> [Tugas yang Dikerjakan]:
- 1) Jawab pertanyaan berikut berdasarkan berita tentang petani di Riopakava.
(a) Siapa anggota DPRD Sulteng yang disebut dalam berita itu?
(b) Sertifikat apa saja yang sudah dikantongi korporasi sawit tersebut?
(c) Berapa petani yang dilaporkan dalam setahun terakhir, dan ke kepolisian mana?
- 2) Tuliskan lanjutan berita tentang petani di Riopakava mulai setelah kalimat terakhirnya.

> [Teks Kutipan]:
========

PALU – Anggota DPRD Sulteng Muhammad Masykur mempertanyakan kredibilitas PT Astra Agro Lestasi Tbk yang selama ini dicitrakan sebagai perusahaan yang bersahabat dengan lingkungan, baik alam maupun sosial.

Korporasi raksasa sawit ini telah mengantongi banyak sertifikat, seperti ISPO, PROPER Hijau, SRI-KEHATI, ISO 14001, dan OHSAS 18000.

Namun bagi Masykur, sertifikat-sertifikat yang dimaksud tidak berbanding lurus dengan tindakan kriminalisasi yang dilakukan salah satu anak perusahaan tersebut kepada petani di Kecamatan Riopakava Kabupaten Donggala.

“Terhitung setahun terakhir ini, sudah lima petani yang mereka laporkan ke Polres Pasangkayu, Kabupaten Pasangkayu, Sulawesi Barat,” ungkap Masykur.

========

> [Materi Hasil Ekstraksi]:
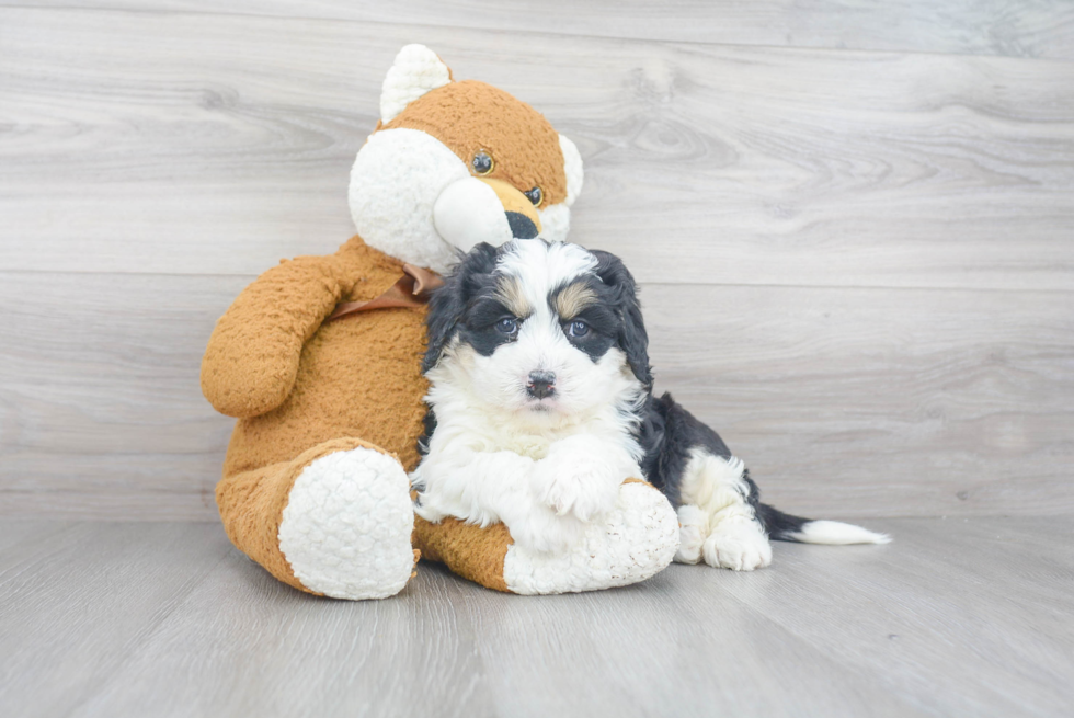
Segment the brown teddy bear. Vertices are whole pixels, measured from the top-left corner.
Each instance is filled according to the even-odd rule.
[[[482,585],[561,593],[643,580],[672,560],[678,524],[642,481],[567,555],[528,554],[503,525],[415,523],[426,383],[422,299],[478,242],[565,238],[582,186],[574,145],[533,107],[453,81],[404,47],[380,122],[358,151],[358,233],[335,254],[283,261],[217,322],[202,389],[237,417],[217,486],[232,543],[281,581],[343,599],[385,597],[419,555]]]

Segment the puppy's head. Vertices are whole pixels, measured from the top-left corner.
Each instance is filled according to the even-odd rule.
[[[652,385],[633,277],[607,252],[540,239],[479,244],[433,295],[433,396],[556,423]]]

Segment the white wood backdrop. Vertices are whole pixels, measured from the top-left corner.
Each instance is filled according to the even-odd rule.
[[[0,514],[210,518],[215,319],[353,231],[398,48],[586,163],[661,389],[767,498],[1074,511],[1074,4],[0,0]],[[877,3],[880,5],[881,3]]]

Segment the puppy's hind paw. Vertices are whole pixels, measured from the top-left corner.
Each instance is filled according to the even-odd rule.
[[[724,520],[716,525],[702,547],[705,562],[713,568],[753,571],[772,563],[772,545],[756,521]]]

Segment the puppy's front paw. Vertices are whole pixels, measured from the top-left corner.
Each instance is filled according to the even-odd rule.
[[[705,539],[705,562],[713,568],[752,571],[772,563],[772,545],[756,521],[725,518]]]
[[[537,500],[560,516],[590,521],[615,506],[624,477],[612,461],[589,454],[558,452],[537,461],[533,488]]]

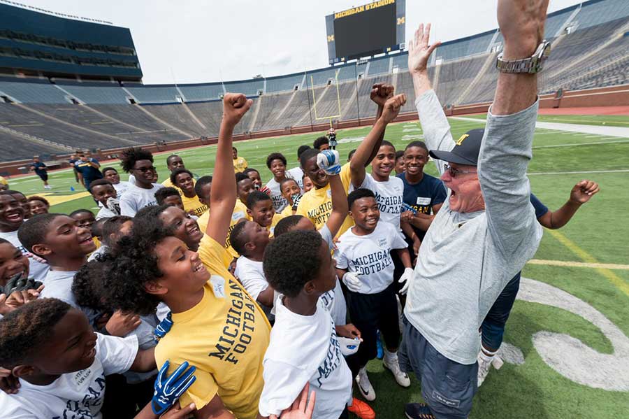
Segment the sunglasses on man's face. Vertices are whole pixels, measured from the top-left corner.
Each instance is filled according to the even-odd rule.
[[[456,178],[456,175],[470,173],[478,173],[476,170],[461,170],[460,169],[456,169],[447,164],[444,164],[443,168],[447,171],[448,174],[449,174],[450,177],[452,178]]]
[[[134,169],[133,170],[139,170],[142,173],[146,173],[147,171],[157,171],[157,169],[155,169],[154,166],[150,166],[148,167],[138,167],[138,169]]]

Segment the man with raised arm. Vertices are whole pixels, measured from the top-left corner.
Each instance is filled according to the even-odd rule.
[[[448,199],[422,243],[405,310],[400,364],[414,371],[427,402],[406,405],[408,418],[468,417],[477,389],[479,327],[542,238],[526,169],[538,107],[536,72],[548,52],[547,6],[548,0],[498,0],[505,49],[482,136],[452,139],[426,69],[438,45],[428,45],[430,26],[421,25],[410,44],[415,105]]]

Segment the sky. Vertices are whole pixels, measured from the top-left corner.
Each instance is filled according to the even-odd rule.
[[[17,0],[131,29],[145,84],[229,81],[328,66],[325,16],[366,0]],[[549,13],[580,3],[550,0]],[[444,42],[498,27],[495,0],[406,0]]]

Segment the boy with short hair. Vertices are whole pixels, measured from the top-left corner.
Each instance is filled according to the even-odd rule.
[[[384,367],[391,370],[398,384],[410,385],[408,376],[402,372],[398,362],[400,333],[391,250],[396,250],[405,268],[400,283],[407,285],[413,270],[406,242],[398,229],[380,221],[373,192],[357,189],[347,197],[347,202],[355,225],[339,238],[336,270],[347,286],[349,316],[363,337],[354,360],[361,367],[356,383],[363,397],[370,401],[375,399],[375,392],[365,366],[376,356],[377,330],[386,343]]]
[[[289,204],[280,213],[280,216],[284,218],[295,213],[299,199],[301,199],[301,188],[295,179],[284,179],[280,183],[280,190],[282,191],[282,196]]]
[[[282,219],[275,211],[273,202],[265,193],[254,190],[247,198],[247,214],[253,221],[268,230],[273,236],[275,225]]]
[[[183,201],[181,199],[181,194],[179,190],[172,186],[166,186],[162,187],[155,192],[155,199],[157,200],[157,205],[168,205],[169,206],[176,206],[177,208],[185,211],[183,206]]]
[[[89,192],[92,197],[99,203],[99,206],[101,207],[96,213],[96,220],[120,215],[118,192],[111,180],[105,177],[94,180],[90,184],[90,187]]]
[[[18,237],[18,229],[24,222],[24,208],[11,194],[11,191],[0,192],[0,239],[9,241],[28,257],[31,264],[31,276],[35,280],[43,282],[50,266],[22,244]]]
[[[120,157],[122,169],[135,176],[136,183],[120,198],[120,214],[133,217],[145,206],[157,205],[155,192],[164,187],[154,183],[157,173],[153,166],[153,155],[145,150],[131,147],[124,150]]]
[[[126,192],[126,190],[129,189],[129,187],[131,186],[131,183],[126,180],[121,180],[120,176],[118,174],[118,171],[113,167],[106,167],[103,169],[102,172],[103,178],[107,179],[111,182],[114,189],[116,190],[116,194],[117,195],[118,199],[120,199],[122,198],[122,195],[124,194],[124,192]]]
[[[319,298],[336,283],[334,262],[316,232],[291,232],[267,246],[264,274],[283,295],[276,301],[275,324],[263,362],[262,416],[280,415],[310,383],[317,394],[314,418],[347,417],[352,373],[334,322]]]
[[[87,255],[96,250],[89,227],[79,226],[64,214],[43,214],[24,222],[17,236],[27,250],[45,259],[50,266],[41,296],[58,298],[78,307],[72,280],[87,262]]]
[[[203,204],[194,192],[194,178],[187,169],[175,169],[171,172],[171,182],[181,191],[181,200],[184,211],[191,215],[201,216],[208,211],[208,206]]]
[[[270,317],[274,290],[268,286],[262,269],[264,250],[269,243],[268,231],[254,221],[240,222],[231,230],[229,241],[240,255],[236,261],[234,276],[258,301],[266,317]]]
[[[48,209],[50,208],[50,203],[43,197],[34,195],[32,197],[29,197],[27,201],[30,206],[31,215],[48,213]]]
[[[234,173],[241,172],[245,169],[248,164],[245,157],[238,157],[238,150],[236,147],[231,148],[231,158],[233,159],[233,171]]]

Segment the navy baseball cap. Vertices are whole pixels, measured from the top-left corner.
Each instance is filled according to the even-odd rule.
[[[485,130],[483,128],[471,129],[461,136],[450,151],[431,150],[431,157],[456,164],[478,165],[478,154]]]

========

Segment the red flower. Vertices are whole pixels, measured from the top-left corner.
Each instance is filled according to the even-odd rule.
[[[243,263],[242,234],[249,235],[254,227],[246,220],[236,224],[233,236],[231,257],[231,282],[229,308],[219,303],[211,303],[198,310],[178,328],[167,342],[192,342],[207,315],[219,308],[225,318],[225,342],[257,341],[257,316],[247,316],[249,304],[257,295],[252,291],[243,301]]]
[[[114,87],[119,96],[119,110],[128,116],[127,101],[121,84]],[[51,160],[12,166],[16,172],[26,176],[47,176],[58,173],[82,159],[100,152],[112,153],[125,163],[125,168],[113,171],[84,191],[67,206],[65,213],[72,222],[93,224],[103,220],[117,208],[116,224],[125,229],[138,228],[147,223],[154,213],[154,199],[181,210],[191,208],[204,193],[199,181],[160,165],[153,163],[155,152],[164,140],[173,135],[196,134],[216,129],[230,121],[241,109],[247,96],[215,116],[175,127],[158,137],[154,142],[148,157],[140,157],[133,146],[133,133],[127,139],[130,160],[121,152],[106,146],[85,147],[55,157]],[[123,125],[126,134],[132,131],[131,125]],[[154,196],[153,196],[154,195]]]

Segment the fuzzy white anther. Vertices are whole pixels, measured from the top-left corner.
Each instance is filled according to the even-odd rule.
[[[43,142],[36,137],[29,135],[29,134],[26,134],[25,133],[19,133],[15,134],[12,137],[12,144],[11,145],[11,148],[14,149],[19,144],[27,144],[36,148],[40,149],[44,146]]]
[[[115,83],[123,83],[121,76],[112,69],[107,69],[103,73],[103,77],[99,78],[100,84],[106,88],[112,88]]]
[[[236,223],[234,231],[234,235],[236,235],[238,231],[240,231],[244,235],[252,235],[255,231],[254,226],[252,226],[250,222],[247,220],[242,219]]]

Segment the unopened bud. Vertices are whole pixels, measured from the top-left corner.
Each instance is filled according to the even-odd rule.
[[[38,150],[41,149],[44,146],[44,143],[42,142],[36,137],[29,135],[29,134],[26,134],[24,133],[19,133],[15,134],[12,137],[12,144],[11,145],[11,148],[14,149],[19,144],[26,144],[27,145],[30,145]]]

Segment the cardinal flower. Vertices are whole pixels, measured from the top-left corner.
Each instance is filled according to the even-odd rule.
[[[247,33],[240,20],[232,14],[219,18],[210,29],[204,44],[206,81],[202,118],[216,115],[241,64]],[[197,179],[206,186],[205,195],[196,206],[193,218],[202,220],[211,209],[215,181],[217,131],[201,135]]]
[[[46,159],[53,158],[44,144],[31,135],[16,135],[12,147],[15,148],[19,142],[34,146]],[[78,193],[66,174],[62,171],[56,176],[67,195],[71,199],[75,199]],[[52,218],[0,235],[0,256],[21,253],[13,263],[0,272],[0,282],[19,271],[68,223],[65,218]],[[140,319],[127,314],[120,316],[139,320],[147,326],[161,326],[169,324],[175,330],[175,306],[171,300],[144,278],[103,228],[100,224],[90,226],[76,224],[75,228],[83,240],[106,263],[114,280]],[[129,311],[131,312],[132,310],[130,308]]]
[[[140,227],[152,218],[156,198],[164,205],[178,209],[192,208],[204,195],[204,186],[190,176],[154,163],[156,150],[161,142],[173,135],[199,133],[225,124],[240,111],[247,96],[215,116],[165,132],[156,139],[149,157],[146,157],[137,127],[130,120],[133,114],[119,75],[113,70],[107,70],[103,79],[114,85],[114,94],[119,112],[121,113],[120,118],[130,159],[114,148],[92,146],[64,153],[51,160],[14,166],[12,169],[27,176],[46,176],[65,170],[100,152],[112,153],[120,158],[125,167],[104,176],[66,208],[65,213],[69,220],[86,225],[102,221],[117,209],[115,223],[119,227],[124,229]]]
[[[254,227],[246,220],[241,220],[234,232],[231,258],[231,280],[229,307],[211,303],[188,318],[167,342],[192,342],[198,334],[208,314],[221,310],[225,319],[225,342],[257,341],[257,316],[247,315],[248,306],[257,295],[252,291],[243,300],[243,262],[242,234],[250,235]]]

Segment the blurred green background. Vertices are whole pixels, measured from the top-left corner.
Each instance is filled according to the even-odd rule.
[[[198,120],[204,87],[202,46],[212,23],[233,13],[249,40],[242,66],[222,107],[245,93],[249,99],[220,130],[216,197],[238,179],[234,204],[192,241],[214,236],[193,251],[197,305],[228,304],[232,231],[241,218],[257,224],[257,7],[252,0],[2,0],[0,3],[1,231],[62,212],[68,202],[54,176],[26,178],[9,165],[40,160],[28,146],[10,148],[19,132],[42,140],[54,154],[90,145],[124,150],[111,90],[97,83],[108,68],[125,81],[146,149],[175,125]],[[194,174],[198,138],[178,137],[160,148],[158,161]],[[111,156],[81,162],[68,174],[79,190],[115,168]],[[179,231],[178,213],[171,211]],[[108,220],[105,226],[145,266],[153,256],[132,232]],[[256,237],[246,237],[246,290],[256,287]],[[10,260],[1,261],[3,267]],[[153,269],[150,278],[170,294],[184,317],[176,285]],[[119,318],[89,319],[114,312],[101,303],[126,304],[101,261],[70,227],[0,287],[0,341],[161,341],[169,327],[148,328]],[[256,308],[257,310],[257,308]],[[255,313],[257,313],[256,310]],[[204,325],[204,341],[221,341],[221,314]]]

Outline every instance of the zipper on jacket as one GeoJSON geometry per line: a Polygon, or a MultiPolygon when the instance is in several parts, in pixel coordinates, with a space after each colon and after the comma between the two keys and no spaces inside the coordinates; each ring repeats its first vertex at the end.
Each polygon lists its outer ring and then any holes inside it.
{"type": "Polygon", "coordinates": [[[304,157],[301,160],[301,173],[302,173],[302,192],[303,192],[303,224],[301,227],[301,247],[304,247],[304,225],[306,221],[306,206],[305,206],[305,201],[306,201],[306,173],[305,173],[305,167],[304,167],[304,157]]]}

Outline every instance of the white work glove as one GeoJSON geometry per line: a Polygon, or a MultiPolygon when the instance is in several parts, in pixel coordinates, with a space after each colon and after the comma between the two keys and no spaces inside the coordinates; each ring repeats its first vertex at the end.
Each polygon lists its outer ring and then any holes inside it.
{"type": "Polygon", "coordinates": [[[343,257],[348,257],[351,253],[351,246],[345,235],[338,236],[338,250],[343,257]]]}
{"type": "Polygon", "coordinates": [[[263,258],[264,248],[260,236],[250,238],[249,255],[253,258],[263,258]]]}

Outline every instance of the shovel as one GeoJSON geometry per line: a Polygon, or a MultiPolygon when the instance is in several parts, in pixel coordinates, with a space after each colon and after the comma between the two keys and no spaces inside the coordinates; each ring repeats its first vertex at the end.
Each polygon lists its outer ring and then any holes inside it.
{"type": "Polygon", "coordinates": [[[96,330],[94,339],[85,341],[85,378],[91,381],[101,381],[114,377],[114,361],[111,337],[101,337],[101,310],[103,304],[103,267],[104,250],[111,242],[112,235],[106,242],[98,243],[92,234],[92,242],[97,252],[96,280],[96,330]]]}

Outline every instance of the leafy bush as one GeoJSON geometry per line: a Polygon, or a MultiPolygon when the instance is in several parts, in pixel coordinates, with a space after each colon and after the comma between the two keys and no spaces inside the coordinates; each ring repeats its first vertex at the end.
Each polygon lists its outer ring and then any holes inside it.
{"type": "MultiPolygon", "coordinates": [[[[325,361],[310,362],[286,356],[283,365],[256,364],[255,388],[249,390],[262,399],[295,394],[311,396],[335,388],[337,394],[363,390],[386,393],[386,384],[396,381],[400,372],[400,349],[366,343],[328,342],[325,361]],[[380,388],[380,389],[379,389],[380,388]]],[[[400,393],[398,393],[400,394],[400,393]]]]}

========

> [Kumpulan Jawaban]:
- 1)
(a) Muhammad Masykur.
(b) ISPO, PROPER Hijau, SRI-KEHATI, ISO 14001, dan OHSAS 18000.
(c) Lima petani, ke Polres Pasangkayu, Kabupaten Pasangkayu, Sulawesi Barat.

- 2)
Masykur menyebut kasus terakhir yang dialami Hemsi alias Frans, petani asal Desa Panca Mukti, Kecamatan Riopakava, Kabupaten Donggala, yang dituduh oleh PT. Mamuang (anak perusahaan PT Astra), mencuri kelapa sawit di atas tanahnya sendiri.

“Tuduhan yang mengangkangi akal sehat dan rasa keadilan kita,” ketusnya.

Bagaimana mungkin, kata dia, Hemsi dituduh mencuri, sementara dari tangan dan keringatnya menanam kelapa sawit di lahan miliknya sendiri, berdasarkan bukti SKPT yang dikeluarkan kepala desa setempat.

“Sangat ironis, aparat kepolisian Pasangkayu nampak responsif dalam menangani laporan tersebut, tanpa sedikitpun melihat fakta terbaru terkait sengketa lahan yang selama ini diklaim oleh PT. Mamuang sebagai wilayah Hak Guna Usaha (HGU),” tuturnya,

Fakta yang dimaksud adalah Surat Keputusan (SK) Menteri Dalam Negeri Nomor: 60 Tahun 2018 tentang Batas Daerah Kabupaten Pasangkayu, Sulawesi Barat dengan Kabupaten Donggala, Sulawesi Tengah.

“Sikap yang ditunjukkan perusahaan tersebut membuka tabir gelap betapa rakusnya raksasa sawit mencaplok lahan milik warga petani, hingga memanfaatkan instrumen hukum untuk mematikan  sumber penghidupan petani di Kecamatan Riopakava,” katanya.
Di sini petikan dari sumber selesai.